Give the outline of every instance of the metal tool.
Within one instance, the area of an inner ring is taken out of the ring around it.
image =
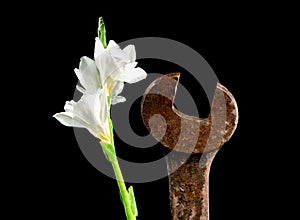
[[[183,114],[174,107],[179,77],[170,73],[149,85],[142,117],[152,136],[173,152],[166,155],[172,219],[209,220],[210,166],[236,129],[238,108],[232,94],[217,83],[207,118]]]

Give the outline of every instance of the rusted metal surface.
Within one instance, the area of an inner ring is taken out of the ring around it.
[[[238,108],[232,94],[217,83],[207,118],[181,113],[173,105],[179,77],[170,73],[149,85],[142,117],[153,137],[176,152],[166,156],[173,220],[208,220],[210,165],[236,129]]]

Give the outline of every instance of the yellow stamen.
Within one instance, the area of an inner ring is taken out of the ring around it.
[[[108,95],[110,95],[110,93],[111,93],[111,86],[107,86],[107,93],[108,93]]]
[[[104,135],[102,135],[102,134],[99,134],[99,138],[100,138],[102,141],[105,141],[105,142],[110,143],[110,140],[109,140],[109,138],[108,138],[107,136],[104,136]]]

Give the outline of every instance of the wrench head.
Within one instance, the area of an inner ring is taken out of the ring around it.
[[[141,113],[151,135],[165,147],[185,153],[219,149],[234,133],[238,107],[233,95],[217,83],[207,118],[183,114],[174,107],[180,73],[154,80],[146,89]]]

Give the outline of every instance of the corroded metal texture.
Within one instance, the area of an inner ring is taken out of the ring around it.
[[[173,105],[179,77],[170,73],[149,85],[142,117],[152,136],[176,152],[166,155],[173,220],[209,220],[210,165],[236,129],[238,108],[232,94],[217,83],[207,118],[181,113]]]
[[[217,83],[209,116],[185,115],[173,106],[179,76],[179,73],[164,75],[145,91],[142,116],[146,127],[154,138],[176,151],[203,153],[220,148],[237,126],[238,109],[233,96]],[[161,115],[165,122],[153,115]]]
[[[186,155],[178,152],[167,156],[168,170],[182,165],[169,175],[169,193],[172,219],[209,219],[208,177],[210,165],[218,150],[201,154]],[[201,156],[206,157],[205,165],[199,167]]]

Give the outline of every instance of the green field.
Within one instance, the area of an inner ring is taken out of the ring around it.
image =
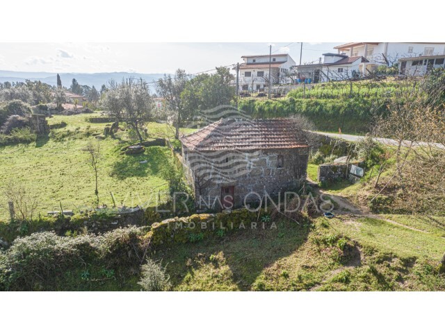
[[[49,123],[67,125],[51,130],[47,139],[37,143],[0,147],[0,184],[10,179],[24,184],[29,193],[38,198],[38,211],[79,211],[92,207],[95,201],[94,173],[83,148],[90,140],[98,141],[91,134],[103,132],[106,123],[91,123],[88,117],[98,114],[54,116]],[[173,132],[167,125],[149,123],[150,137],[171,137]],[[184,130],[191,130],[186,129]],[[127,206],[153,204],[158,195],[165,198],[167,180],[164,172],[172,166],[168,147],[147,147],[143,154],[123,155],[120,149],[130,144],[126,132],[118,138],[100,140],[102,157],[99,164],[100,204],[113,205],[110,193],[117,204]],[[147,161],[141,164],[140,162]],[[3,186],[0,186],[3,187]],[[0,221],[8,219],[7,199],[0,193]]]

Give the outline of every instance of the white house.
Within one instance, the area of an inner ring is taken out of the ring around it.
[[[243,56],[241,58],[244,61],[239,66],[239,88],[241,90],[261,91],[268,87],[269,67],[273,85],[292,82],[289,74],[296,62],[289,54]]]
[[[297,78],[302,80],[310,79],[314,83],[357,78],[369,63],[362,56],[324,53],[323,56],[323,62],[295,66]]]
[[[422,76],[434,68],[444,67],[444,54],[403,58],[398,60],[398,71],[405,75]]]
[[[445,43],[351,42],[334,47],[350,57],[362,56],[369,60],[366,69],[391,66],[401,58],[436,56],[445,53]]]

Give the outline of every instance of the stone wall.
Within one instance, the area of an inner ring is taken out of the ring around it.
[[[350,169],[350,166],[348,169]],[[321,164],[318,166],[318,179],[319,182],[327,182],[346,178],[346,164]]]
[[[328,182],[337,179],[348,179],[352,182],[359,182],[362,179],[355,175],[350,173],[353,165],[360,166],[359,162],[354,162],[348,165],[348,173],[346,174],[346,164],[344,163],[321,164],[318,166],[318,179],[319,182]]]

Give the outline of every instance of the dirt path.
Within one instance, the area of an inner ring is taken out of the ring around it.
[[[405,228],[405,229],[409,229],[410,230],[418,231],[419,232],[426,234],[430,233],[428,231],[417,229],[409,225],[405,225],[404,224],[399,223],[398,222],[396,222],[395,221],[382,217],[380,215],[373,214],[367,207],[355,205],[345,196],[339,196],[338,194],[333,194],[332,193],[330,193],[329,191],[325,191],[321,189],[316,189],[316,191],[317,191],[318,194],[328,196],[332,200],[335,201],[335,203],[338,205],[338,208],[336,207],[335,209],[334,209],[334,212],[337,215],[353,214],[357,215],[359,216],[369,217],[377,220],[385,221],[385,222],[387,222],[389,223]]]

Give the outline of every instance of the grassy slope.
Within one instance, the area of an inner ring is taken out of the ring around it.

--------------------------------------------------

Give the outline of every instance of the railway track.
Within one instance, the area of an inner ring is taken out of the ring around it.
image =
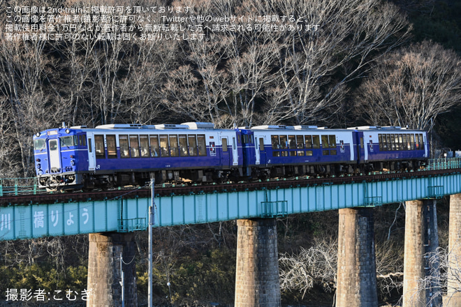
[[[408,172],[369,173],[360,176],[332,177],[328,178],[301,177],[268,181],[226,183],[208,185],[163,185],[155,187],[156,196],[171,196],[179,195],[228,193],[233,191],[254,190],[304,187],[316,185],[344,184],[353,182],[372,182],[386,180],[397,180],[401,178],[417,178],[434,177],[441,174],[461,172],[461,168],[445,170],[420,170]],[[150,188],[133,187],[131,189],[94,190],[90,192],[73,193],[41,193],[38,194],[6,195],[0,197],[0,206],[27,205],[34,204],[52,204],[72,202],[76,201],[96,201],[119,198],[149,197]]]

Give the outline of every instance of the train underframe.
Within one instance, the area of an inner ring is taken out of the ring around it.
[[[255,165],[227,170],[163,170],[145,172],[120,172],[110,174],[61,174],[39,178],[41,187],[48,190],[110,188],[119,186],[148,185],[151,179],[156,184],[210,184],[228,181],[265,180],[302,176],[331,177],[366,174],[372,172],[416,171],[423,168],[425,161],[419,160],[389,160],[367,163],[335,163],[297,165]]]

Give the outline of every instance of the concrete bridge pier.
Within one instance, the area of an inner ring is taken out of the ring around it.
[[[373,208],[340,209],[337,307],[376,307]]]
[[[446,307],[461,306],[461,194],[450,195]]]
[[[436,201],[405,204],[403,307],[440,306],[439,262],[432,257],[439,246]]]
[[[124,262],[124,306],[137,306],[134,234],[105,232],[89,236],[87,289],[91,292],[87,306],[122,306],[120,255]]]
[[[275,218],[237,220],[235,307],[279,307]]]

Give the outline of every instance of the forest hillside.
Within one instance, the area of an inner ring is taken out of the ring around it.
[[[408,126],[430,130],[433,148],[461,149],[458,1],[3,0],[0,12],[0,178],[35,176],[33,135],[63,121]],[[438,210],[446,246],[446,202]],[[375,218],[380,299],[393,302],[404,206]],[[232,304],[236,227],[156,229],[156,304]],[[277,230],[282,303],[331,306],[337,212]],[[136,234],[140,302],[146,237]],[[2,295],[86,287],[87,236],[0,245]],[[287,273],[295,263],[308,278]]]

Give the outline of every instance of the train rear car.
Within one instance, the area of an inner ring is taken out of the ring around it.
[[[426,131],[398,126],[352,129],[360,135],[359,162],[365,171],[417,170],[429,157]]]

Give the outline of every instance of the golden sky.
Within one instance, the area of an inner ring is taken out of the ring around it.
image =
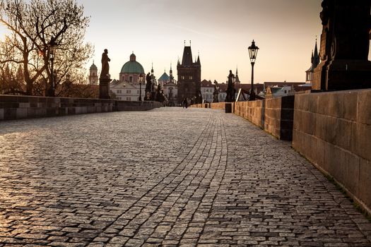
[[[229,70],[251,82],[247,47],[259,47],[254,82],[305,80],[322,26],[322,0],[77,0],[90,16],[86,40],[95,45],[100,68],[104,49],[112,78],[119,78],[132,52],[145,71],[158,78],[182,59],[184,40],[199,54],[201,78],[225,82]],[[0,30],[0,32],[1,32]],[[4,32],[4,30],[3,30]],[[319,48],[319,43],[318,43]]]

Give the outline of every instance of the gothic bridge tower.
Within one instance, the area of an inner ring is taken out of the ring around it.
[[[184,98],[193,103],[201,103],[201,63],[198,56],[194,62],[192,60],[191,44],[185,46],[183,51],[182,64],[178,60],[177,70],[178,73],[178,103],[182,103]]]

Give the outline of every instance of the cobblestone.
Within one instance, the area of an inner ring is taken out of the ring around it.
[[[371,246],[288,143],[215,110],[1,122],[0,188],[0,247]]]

--------------------------------------------------

Task instructions - Change "cobblestone" to "paving stone" in the lines of the material starting at the one containing "Give the outline of every instance of the cobblestone." and ending at the one containing "[[[371,246],[288,143],[215,110],[1,122],[0,188],[0,247]]]". Give back only those lines, with everything else left as it is.

Problem solution -
Give the outline of every instance of the paving stone.
Within one instance, the area of an inner ring is taken out of the ring around it.
[[[371,246],[288,143],[215,110],[1,122],[0,188],[0,247]]]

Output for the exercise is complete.